*Complete the following:*
**1)** Reproduce word for word the part of the Yankees commentary that opens with the words containing "Well, Yankees fans, by" and closes with "the Wall Unit.".
**2)** Under the heading "2008" in the Yankees commentary, which body parts does the injury list name?

*Passage given:*

-- -- --

Total Number of Starters Used Through 2007 season = 14

2008

  • Accursed Carl, 04/13/07- forearm, DL- season
  • Jorge Posada, 04/27/08- shoulder, DL- 1 month or more
  • Phil Hughes, 05/01/08- ribs, DL - 6 to 8 weeks

POST-TRAUMATIC PAVANO DISORDER

I don't cite the above list, of course, to ascribe to Carl Pavano some nefarious supernatural power to afflict other players with his tender constitution and susceptibility to injury or to blame him for the remarkably high number of starting pitcher the Yankees have had to resort to the last three seasons. (Although I do often wonder whether a sudden rash of injuries can beset a team because the outbreak can make healthy players anxious, self-conscious, or taut and therefore more injury-prone or alternatively, propels them to be inordinately aggressive in running bases, chasing hits, or throwing ball, to compensate for another teammate's lost productivity.)

No, the Pavano Plague has been as its most pernicious not in afflicting Yankees players' bodies but rather in traumatizing the Front-Office's mind, distorting its perceptions and blighting its judgment, ever since.

The Yankees 2004 debacle, as the GM's office right recognized, stemmed, above all, from a deficient starting rotation that by season's end had two reliable starters: Mike Mussina and John Lieber. So the Yankees' proceeded that off-season, as they always have, to fortify their weakness through acquisition. I acquire; therefore, I am. They spent bountiful sums for the free-agent market's then most coveted pitching commodity, Carlapalooza Pavano, and they traded their prize pitching acquisition of the previous year, 28-yr-old Javier Vasquez, for their old (very old) nemesis, 41-yr-old Randy Johnson. As George always advocated, If you can't beat 'em, acquire 'em.

Well, Yankees fans, by now, know how the 2004 Improvement Plan fared. Carl Pavano pitched one-half of one contract year before dissolving into an absent punch-line synoymous with malingering and waste. Meanwhile, The Big Unit, waited until he donned Pinstripes to show his autumnal age. Come October, he degenerated into the stiff, immobile Wall Unit formidable only in size.

In fact, as one might expect, the Yankees, steeped in tradition and memory, like no other franchise, drew from this ignoble history what seemed two obvious axioms: the first from Accursed Carl, the second from the Wall Unit.

Only applied to distinctive circumstances, as we all know, axioms become fallacies. Ergo,

Rule 1: The Carla Commandment or "The Contract Canard": Thou shall not sign to large, multi-year contracts starters whose temperament the NY pitching crucible has not forged.

-- -- --

*Extracted records:*
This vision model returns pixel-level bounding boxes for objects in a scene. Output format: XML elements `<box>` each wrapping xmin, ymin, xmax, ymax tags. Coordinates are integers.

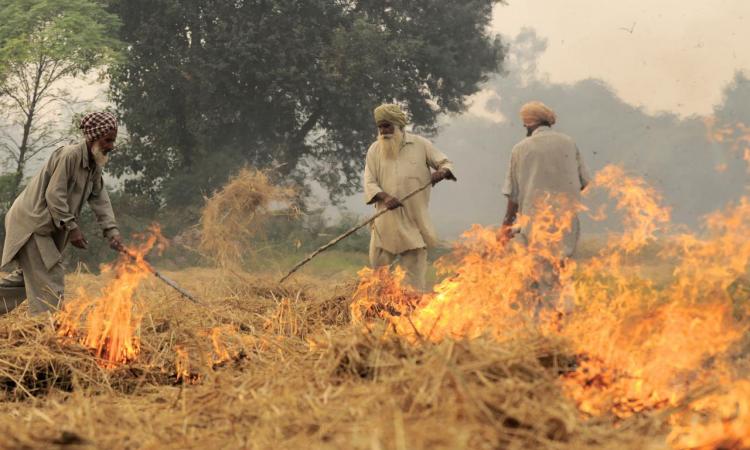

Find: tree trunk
<box><xmin>13</xmin><ymin>109</ymin><xmax>34</xmax><ymax>198</ymax></box>
<box><xmin>13</xmin><ymin>63</ymin><xmax>44</xmax><ymax>198</ymax></box>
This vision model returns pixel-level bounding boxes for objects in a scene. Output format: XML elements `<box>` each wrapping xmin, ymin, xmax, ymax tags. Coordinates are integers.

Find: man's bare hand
<box><xmin>430</xmin><ymin>169</ymin><xmax>456</xmax><ymax>186</ymax></box>
<box><xmin>109</xmin><ymin>234</ymin><xmax>125</xmax><ymax>252</ymax></box>
<box><xmin>375</xmin><ymin>192</ymin><xmax>404</xmax><ymax>209</ymax></box>
<box><xmin>383</xmin><ymin>194</ymin><xmax>404</xmax><ymax>209</ymax></box>
<box><xmin>70</xmin><ymin>227</ymin><xmax>89</xmax><ymax>250</ymax></box>
<box><xmin>497</xmin><ymin>225</ymin><xmax>514</xmax><ymax>244</ymax></box>
<box><xmin>430</xmin><ymin>169</ymin><xmax>446</xmax><ymax>186</ymax></box>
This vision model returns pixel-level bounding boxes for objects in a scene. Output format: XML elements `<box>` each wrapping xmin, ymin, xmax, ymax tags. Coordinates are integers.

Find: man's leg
<box><xmin>0</xmin><ymin>268</ymin><xmax>26</xmax><ymax>316</ymax></box>
<box><xmin>0</xmin><ymin>268</ymin><xmax>24</xmax><ymax>288</ymax></box>
<box><xmin>18</xmin><ymin>237</ymin><xmax>65</xmax><ymax>314</ymax></box>
<box><xmin>399</xmin><ymin>248</ymin><xmax>427</xmax><ymax>292</ymax></box>
<box><xmin>370</xmin><ymin>239</ymin><xmax>396</xmax><ymax>269</ymax></box>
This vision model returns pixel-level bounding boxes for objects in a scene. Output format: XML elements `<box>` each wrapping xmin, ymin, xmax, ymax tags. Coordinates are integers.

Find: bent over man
<box><xmin>364</xmin><ymin>104</ymin><xmax>456</xmax><ymax>291</ymax></box>
<box><xmin>0</xmin><ymin>112</ymin><xmax>122</xmax><ymax>314</ymax></box>
<box><xmin>503</xmin><ymin>101</ymin><xmax>589</xmax><ymax>258</ymax></box>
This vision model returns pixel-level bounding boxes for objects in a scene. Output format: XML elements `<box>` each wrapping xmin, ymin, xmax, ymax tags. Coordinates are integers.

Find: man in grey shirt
<box><xmin>502</xmin><ymin>101</ymin><xmax>589</xmax><ymax>259</ymax></box>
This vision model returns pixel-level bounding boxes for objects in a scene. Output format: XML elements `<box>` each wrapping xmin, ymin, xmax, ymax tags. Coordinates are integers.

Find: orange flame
<box><xmin>352</xmin><ymin>163</ymin><xmax>750</xmax><ymax>448</ymax></box>
<box><xmin>57</xmin><ymin>226</ymin><xmax>164</xmax><ymax>367</ymax></box>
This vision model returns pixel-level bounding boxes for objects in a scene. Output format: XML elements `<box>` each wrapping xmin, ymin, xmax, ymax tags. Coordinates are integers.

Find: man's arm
<box><xmin>88</xmin><ymin>176</ymin><xmax>122</xmax><ymax>250</ymax></box>
<box><xmin>44</xmin><ymin>151</ymin><xmax>78</xmax><ymax>231</ymax></box>
<box><xmin>503</xmin><ymin>198</ymin><xmax>518</xmax><ymax>227</ymax></box>
<box><xmin>500</xmin><ymin>149</ymin><xmax>519</xmax><ymax>240</ymax></box>
<box><xmin>425</xmin><ymin>141</ymin><xmax>458</xmax><ymax>185</ymax></box>
<box><xmin>576</xmin><ymin>146</ymin><xmax>591</xmax><ymax>190</ymax></box>
<box><xmin>363</xmin><ymin>146</ymin><xmax>403</xmax><ymax>209</ymax></box>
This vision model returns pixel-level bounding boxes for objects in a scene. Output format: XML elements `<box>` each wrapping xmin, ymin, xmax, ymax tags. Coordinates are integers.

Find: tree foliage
<box><xmin>111</xmin><ymin>0</ymin><xmax>503</xmax><ymax>206</ymax></box>
<box><xmin>0</xmin><ymin>0</ymin><xmax>119</xmax><ymax>193</ymax></box>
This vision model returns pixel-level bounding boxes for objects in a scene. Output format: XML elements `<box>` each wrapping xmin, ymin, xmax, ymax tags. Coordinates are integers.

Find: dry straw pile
<box><xmin>0</xmin><ymin>269</ymin><xmax>676</xmax><ymax>449</ymax></box>
<box><xmin>199</xmin><ymin>167</ymin><xmax>295</xmax><ymax>267</ymax></box>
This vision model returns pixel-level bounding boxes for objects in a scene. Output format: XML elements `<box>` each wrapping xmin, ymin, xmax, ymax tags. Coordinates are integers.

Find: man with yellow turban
<box><xmin>503</xmin><ymin>101</ymin><xmax>589</xmax><ymax>258</ymax></box>
<box><xmin>0</xmin><ymin>112</ymin><xmax>122</xmax><ymax>314</ymax></box>
<box><xmin>364</xmin><ymin>104</ymin><xmax>456</xmax><ymax>291</ymax></box>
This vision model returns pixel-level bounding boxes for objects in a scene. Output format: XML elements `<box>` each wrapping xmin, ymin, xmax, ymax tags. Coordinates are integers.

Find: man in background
<box><xmin>0</xmin><ymin>112</ymin><xmax>122</xmax><ymax>315</ymax></box>
<box><xmin>364</xmin><ymin>104</ymin><xmax>456</xmax><ymax>291</ymax></box>
<box><xmin>501</xmin><ymin>101</ymin><xmax>589</xmax><ymax>321</ymax></box>
<box><xmin>502</xmin><ymin>101</ymin><xmax>589</xmax><ymax>258</ymax></box>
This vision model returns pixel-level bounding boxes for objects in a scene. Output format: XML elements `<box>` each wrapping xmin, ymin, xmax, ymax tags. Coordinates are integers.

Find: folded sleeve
<box><xmin>503</xmin><ymin>149</ymin><xmax>518</xmax><ymax>203</ymax></box>
<box><xmin>88</xmin><ymin>174</ymin><xmax>120</xmax><ymax>238</ymax></box>
<box><xmin>425</xmin><ymin>141</ymin><xmax>456</xmax><ymax>179</ymax></box>
<box><xmin>576</xmin><ymin>146</ymin><xmax>591</xmax><ymax>189</ymax></box>
<box><xmin>363</xmin><ymin>144</ymin><xmax>383</xmax><ymax>205</ymax></box>
<box><xmin>44</xmin><ymin>152</ymin><xmax>76</xmax><ymax>229</ymax></box>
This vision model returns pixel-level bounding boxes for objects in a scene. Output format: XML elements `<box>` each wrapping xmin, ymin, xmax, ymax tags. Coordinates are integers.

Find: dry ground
<box><xmin>0</xmin><ymin>269</ymin><xmax>667</xmax><ymax>449</ymax></box>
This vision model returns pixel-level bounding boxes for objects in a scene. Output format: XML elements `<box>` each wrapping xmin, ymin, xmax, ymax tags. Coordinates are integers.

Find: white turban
<box><xmin>521</xmin><ymin>101</ymin><xmax>557</xmax><ymax>125</ymax></box>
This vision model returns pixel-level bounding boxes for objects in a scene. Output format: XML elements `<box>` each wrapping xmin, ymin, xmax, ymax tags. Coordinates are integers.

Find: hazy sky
<box><xmin>493</xmin><ymin>0</ymin><xmax>750</xmax><ymax>115</ymax></box>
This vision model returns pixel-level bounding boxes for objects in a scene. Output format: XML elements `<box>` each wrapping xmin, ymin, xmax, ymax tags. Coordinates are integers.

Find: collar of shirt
<box><xmin>531</xmin><ymin>125</ymin><xmax>552</xmax><ymax>136</ymax></box>
<box><xmin>78</xmin><ymin>140</ymin><xmax>89</xmax><ymax>170</ymax></box>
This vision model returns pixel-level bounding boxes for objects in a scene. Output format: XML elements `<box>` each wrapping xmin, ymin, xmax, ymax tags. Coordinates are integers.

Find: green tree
<box><xmin>110</xmin><ymin>0</ymin><xmax>504</xmax><ymax>211</ymax></box>
<box><xmin>0</xmin><ymin>0</ymin><xmax>120</xmax><ymax>195</ymax></box>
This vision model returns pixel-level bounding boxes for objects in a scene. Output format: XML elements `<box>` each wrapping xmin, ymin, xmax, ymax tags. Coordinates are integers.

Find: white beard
<box><xmin>378</xmin><ymin>128</ymin><xmax>404</xmax><ymax>159</ymax></box>
<box><xmin>91</xmin><ymin>142</ymin><xmax>109</xmax><ymax>167</ymax></box>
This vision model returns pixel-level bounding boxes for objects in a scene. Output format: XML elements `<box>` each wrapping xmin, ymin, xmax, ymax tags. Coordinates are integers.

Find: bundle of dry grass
<box><xmin>199</xmin><ymin>167</ymin><xmax>294</xmax><ymax>267</ymax></box>
<box><xmin>0</xmin><ymin>269</ymin><xmax>680</xmax><ymax>449</ymax></box>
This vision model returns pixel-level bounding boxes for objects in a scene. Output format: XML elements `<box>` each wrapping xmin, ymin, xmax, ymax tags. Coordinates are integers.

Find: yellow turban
<box><xmin>521</xmin><ymin>101</ymin><xmax>557</xmax><ymax>125</ymax></box>
<box><xmin>375</xmin><ymin>103</ymin><xmax>406</xmax><ymax>128</ymax></box>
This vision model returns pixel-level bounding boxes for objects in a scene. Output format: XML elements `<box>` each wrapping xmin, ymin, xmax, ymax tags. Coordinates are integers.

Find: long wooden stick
<box><xmin>120</xmin><ymin>248</ymin><xmax>202</xmax><ymax>305</ymax></box>
<box><xmin>279</xmin><ymin>181</ymin><xmax>432</xmax><ymax>284</ymax></box>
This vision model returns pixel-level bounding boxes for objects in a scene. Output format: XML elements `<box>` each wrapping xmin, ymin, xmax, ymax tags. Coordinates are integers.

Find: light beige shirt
<box><xmin>364</xmin><ymin>133</ymin><xmax>455</xmax><ymax>254</ymax></box>
<box><xmin>0</xmin><ymin>141</ymin><xmax>119</xmax><ymax>269</ymax></box>
<box><xmin>503</xmin><ymin>127</ymin><xmax>590</xmax><ymax>256</ymax></box>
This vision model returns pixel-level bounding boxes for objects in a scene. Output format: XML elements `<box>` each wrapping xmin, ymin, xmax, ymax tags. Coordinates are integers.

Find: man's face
<box><xmin>377</xmin><ymin>120</ymin><xmax>396</xmax><ymax>139</ymax></box>
<box><xmin>523</xmin><ymin>119</ymin><xmax>539</xmax><ymax>137</ymax></box>
<box><xmin>94</xmin><ymin>131</ymin><xmax>117</xmax><ymax>156</ymax></box>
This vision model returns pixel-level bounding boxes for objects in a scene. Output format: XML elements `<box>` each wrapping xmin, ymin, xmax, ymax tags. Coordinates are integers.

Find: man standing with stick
<box><xmin>0</xmin><ymin>112</ymin><xmax>123</xmax><ymax>314</ymax></box>
<box><xmin>364</xmin><ymin>104</ymin><xmax>456</xmax><ymax>291</ymax></box>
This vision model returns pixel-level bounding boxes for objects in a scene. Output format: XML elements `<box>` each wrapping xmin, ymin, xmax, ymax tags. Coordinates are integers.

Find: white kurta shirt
<box><xmin>503</xmin><ymin>127</ymin><xmax>590</xmax><ymax>256</ymax></box>
<box><xmin>364</xmin><ymin>133</ymin><xmax>455</xmax><ymax>254</ymax></box>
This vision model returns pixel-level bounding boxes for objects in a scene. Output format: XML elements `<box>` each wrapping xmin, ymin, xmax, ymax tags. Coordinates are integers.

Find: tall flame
<box><xmin>352</xmin><ymin>159</ymin><xmax>750</xmax><ymax>447</ymax></box>
<box><xmin>57</xmin><ymin>226</ymin><xmax>164</xmax><ymax>367</ymax></box>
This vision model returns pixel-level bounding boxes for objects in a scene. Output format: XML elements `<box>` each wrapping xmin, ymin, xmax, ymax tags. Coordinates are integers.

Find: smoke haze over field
<box><xmin>346</xmin><ymin>29</ymin><xmax>750</xmax><ymax>239</ymax></box>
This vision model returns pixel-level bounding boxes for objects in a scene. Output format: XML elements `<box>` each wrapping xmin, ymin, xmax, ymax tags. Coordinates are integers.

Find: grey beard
<box><xmin>91</xmin><ymin>146</ymin><xmax>109</xmax><ymax>167</ymax></box>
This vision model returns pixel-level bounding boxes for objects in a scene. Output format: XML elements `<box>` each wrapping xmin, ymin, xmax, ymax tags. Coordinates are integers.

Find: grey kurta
<box><xmin>503</xmin><ymin>127</ymin><xmax>590</xmax><ymax>256</ymax></box>
<box><xmin>364</xmin><ymin>133</ymin><xmax>455</xmax><ymax>255</ymax></box>
<box><xmin>1</xmin><ymin>141</ymin><xmax>119</xmax><ymax>270</ymax></box>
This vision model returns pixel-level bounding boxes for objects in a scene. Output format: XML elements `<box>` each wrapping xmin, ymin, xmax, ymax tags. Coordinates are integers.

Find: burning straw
<box><xmin>199</xmin><ymin>167</ymin><xmax>294</xmax><ymax>267</ymax></box>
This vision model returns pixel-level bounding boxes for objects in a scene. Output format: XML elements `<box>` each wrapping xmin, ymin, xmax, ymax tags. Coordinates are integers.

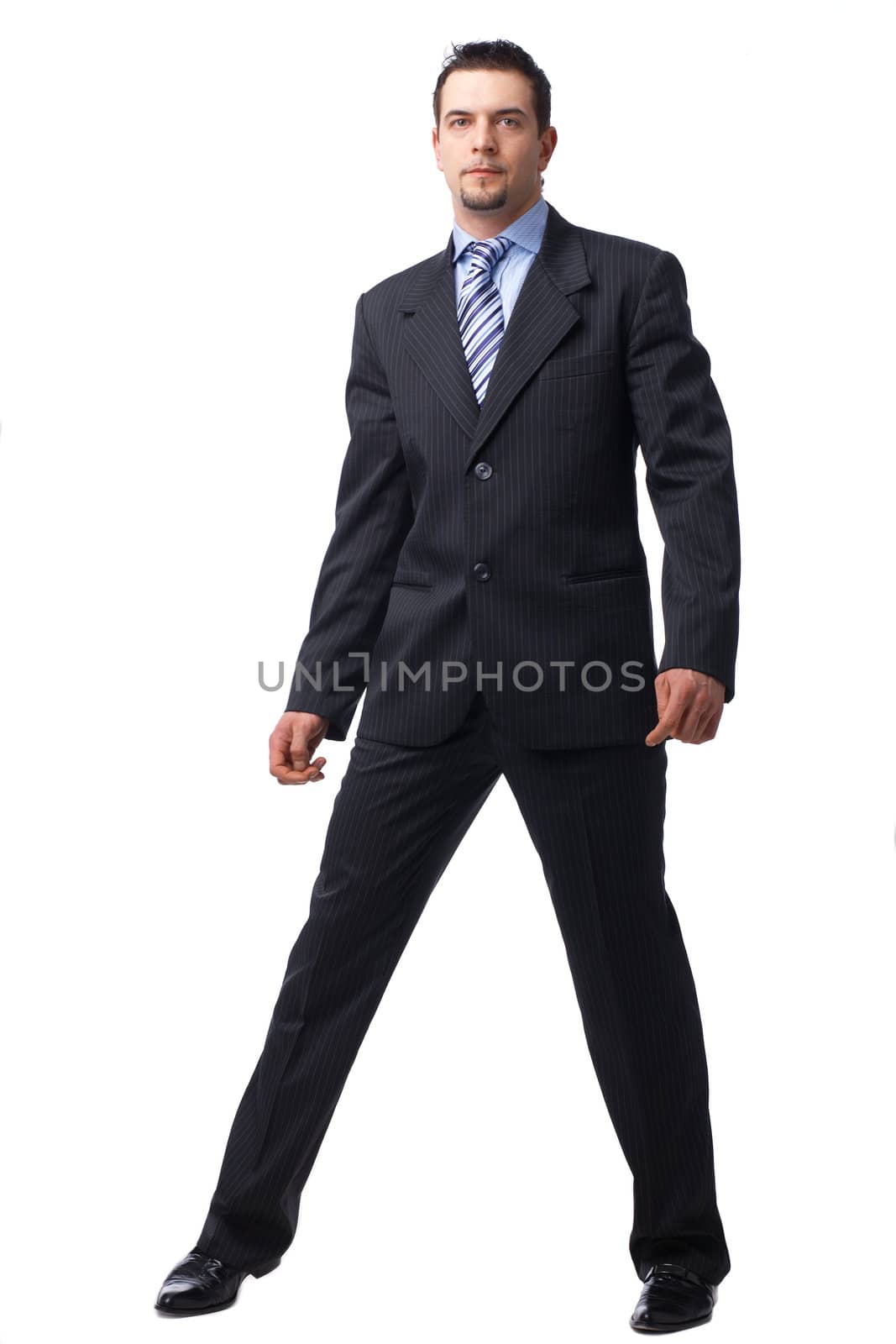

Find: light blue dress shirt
<box><xmin>451</xmin><ymin>197</ymin><xmax>548</xmax><ymax>331</ymax></box>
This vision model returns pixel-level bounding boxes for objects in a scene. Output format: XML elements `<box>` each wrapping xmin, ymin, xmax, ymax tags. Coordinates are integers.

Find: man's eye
<box><xmin>450</xmin><ymin>117</ymin><xmax>520</xmax><ymax>126</ymax></box>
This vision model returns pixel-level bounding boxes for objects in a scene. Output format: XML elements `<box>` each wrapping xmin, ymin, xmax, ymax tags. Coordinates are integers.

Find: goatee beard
<box><xmin>461</xmin><ymin>184</ymin><xmax>506</xmax><ymax>210</ymax></box>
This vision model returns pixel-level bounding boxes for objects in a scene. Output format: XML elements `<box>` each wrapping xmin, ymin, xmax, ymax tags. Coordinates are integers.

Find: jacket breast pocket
<box><xmin>536</xmin><ymin>349</ymin><xmax>616</xmax><ymax>379</ymax></box>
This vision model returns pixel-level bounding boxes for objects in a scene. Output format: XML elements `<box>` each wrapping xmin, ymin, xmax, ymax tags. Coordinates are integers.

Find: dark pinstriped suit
<box><xmin>197</xmin><ymin>196</ymin><xmax>740</xmax><ymax>1282</ymax></box>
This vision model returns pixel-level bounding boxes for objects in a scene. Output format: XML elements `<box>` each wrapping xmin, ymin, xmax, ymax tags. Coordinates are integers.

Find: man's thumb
<box><xmin>289</xmin><ymin>732</ymin><xmax>314</xmax><ymax>770</ymax></box>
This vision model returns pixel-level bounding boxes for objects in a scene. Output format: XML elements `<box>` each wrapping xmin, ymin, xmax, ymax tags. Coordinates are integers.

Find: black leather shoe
<box><xmin>629</xmin><ymin>1265</ymin><xmax>719</xmax><ymax>1333</ymax></box>
<box><xmin>156</xmin><ymin>1246</ymin><xmax>280</xmax><ymax>1315</ymax></box>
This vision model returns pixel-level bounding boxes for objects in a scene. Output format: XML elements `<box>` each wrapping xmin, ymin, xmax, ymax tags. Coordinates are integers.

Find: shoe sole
<box><xmin>629</xmin><ymin>1312</ymin><xmax>712</xmax><ymax>1335</ymax></box>
<box><xmin>156</xmin><ymin>1255</ymin><xmax>280</xmax><ymax>1315</ymax></box>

-- -- --

*The responses:*
**1)**
Well, Yankees fans, by now, know how the 2004 Improvement Plan fared. Carl Pavano pitched one-half of one contract year before dissolving into an absent punch-line synoymous with malingering and waste. Meanwhile, The Big Unit, waited until he donned Pinstripes to show his autumnal age. Come October, he degenerated into the stiff, immobile Wall Unit formidable only in size.

In fact, as one might expect, the Yankees, steeped in tradition and memory, like no other franchise, drew from this ignoble history what seemed two obvious axioms: the first from Accursed Carl, the second from the Wall Unit.

**2)** Forearm, shoulder, ribs